- [Document section]:
The National Center for Transgender Equality Action Fund (NCTE) interviewed three Democratic presidential hopefuls on how they’d protect trans rights if elected, reported CBS News.
New Jersey Sen. Cory Booker, New York Sen. Kirsten Gillibrand, and Vermont Sen. Bernie Sanders were all asked questions regarding transgender healthcare, criminal justice, trans-targeted violence, and the transgender military ban in the interview series titled “TransForm the White House Forum.”
“It’s important for trans people to hear directly from the candidates themselves, what the candidates are thinking around a certain cluster of issues,” said NCTE executive director Mara Keisling.
Keisling interviewed the candidates and inquired into the new “Conscience Rule” from the Health and Human Services that would allow healthcare workers, doctors, hospitals, and health insurance companies to refuse service on moral or religious grounds. Critics claim this will prevent LGBTQ people, specifically trans people, from receiving medical service because of discrimination. Keisling said the candidates were “extremely aware” of the issue and “seemed committed to see trans people were protected.”
“The discrimination from insurance companies to discrimination from employers who want to use religious exceptions and deny people fundamental basic healthcare is unacceptable to me,” Booker said. “It shows you how much further we have to go to stop the backsliding of this administration, but more importantly to advance and gain ground until we have equal healthcare access for all.”
“I want other Democrats to be put on notice that these are issues they need to lead on,” Gillibrand answered. “And that’s why we introduced the most comprehensive platform for LGBTQ Americans, taking on the issues of healthcare, safety and security, anti-discrimination, banning conversion therapy, allowing an ‘X’ gender marker for anyone, for birth certificates, for driver’s licenses.”

- [Apply what you read]:
A. Translate this sentence from the forum article into Spanish: "Critics claim this will prevent LGBTQ people, specifically trans people, from receiving medical service because of discrimination."
B. Rewrite the forum article between "New Jersey Sen." and "director Mara Keisling.", inclusive, substituting "contenders" for "candidates".
C. In the forum article, what is the name of the NCTE executive director who interviewed the candidates?
The rows have nothing to do with the forum article.

- [Entries supplied]:
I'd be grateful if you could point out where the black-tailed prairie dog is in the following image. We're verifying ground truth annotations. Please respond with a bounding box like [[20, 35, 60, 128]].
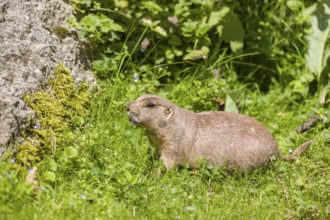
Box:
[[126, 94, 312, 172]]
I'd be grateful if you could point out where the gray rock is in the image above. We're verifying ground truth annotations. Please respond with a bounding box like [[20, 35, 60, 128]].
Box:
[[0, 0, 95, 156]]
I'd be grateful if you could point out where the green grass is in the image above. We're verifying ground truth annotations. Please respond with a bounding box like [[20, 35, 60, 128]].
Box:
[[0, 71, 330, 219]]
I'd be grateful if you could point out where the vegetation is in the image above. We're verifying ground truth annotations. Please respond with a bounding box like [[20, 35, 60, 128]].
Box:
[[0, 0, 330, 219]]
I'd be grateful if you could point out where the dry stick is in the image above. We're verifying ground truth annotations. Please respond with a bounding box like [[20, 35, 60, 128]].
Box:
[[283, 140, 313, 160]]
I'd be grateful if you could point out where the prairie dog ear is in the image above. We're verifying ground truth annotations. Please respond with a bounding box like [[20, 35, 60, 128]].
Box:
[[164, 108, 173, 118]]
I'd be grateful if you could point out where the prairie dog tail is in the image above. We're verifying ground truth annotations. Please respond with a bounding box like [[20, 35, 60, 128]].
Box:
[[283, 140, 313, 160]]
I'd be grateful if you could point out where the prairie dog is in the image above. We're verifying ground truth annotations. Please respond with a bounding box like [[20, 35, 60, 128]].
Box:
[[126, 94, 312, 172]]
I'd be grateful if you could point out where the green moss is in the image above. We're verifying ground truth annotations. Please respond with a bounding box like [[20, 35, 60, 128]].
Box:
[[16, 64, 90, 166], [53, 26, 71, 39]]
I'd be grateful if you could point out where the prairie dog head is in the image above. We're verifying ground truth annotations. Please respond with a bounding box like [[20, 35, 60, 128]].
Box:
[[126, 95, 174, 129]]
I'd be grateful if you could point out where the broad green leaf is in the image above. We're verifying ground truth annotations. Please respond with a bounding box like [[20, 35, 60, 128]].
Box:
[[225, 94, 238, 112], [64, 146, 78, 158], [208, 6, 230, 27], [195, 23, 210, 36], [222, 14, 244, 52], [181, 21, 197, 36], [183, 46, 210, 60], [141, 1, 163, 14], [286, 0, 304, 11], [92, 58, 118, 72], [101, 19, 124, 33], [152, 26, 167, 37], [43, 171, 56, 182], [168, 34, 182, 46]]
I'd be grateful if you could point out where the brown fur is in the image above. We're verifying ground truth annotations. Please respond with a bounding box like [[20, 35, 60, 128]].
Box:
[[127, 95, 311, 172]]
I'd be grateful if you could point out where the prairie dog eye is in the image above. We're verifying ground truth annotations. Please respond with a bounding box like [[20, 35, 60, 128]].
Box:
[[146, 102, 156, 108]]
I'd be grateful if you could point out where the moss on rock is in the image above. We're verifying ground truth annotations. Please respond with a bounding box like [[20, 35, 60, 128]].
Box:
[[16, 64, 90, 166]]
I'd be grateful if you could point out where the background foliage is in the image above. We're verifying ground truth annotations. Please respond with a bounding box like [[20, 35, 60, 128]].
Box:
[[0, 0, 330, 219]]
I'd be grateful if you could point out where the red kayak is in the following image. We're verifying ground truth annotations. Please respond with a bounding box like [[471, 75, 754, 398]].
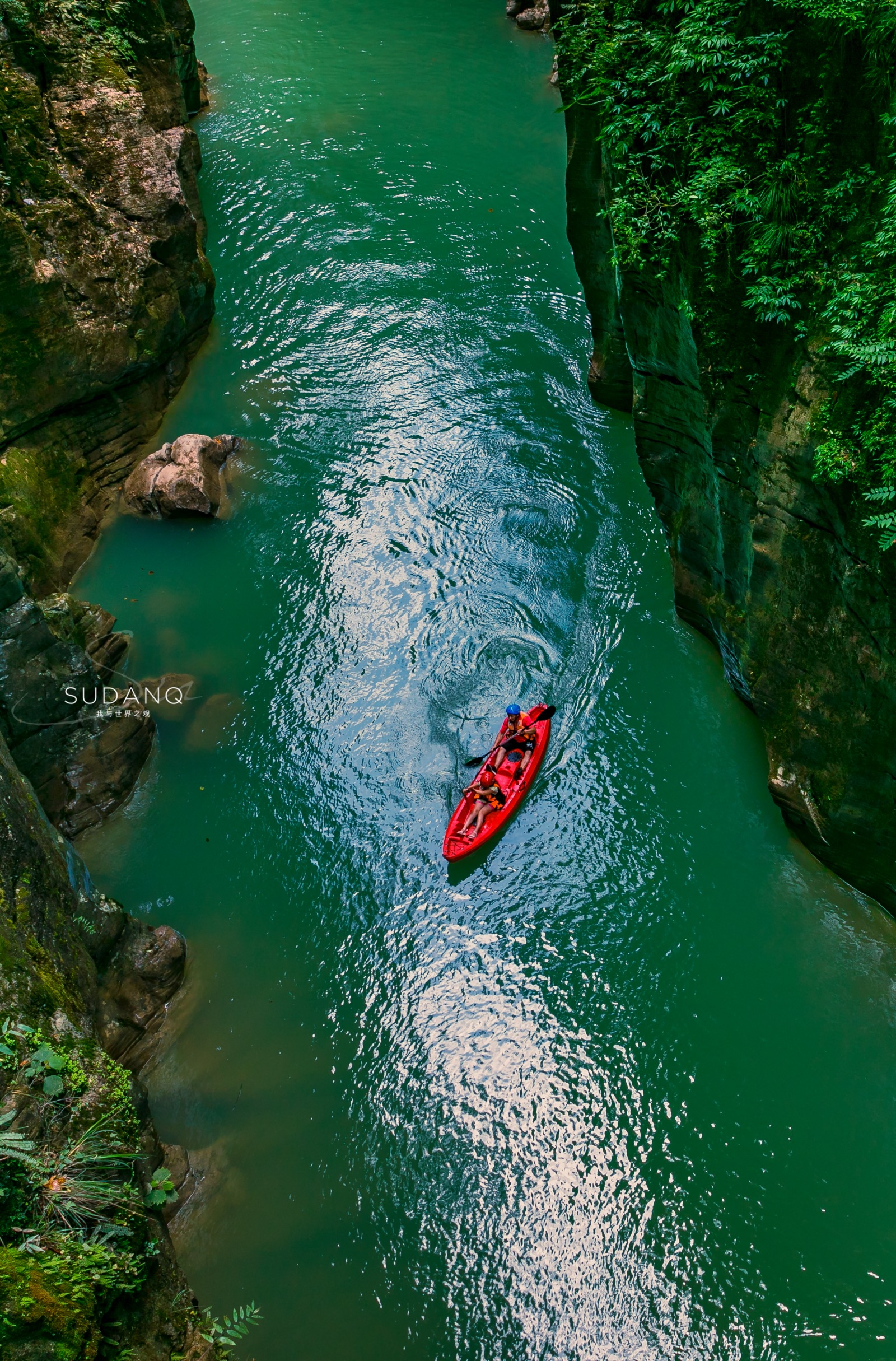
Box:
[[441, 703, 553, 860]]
* * *
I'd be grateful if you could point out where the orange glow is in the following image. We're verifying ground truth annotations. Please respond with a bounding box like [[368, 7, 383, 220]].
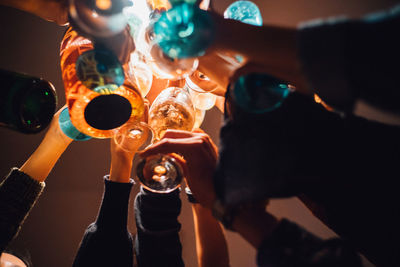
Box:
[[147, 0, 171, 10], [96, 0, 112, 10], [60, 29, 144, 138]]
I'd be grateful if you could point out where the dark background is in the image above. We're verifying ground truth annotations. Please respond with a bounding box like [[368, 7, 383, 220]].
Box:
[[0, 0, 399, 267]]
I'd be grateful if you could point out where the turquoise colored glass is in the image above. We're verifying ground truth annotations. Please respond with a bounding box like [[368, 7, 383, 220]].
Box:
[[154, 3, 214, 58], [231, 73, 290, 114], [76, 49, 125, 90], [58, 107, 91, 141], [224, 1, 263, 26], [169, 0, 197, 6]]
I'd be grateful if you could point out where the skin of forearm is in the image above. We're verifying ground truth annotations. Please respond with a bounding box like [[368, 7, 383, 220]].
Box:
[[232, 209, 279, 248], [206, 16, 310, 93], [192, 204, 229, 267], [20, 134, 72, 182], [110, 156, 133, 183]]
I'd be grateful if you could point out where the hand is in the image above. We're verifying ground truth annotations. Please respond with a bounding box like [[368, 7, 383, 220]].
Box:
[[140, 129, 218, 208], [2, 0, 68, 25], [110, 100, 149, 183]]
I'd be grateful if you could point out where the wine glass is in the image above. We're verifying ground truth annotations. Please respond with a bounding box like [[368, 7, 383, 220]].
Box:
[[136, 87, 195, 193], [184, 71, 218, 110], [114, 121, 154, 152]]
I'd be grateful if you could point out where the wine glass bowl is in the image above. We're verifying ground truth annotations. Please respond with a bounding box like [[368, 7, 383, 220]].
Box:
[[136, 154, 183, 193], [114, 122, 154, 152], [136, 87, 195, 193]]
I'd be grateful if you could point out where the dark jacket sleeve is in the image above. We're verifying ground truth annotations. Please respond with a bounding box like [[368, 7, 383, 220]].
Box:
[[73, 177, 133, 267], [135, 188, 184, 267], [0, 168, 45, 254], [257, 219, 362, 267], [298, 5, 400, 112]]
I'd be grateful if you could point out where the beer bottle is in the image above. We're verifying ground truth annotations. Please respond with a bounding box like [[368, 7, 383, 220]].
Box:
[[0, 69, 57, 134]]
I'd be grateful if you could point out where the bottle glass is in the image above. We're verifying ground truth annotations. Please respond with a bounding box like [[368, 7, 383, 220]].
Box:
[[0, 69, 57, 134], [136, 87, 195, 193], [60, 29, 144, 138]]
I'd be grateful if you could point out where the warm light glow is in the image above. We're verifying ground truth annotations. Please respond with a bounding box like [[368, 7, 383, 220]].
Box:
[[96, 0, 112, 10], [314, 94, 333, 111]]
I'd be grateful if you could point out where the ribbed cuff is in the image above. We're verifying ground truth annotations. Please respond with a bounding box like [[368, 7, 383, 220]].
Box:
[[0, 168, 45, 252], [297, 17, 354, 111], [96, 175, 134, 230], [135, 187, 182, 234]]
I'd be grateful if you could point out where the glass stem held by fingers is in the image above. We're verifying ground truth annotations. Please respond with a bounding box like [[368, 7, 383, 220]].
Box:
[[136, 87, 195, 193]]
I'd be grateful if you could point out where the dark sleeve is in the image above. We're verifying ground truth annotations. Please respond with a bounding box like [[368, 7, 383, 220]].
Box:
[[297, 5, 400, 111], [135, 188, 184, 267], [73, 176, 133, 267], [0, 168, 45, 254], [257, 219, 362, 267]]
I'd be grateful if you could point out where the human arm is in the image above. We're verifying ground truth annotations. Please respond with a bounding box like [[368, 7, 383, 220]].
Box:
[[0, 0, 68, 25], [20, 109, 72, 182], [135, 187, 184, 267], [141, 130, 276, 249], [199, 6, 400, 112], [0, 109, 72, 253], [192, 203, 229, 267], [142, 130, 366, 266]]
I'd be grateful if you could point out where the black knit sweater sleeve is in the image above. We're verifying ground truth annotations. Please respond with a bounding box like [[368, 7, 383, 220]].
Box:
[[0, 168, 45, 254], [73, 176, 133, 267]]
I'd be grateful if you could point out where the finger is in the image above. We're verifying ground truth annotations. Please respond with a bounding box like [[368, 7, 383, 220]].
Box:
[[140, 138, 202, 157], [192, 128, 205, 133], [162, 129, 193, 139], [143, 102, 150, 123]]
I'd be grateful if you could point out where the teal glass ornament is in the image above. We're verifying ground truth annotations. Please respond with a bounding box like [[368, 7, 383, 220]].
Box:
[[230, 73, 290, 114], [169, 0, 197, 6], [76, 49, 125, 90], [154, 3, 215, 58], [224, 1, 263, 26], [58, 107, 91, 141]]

- [Answer set]:
A. Los críticos afirman que esto impedirá que las personas LGBTQ, específicamente las personas trans, reciban atención médica debido a la discriminación.

B.
New Jersey Sen. Cory Booker, New York Sen. Kirsten Gillibrand, and Vermont Sen. Bernie Sanders were all asked questions regarding transgender healthcare, criminal justice, trans-targeted violence, and the transgender military ban in the interview series titled “TransForm the White House Forum.”
“It’s important for trans people to hear directly from the contenders themselves, what the contenders are thinking around a certain cluster of issues,” said NCTE executive director Mara Keisling.

C. Mara Keisling